Records from a pointing dataset:
╭──

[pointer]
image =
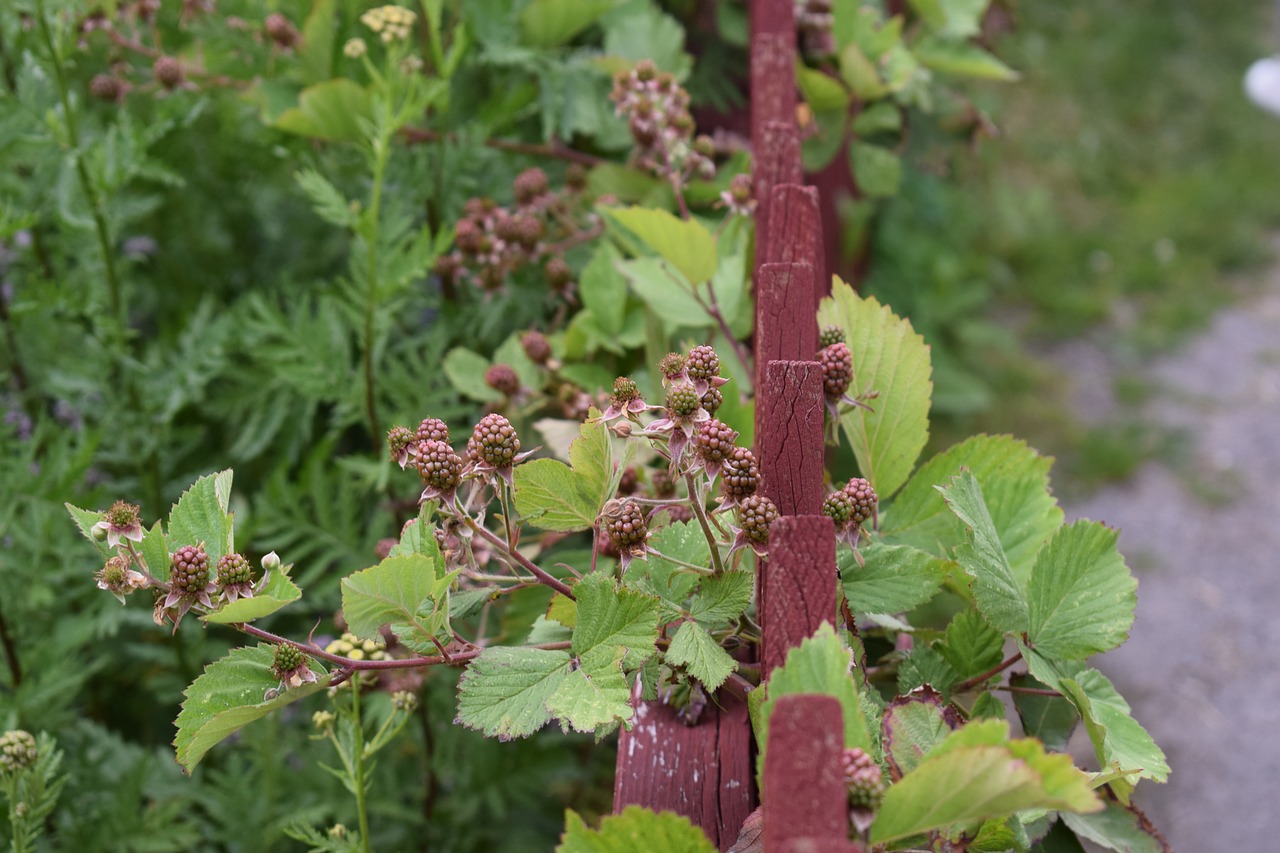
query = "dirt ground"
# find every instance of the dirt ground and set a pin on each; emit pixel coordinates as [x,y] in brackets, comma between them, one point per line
[1202,534]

╰──

* WORK INSTRUCTIONS
Please copy out every line of the records above, requests included, but omit the pictures. Shift each point by adding 35 to every coordinate in the answers.

* TASK RESULT
[pointer]
image =
query = "dirt ground"
# find every instance of the dirt ground and set a pin on each; emit pixel coordinates as [x,y] in brackets, comma between them, one point per line
[1237,569]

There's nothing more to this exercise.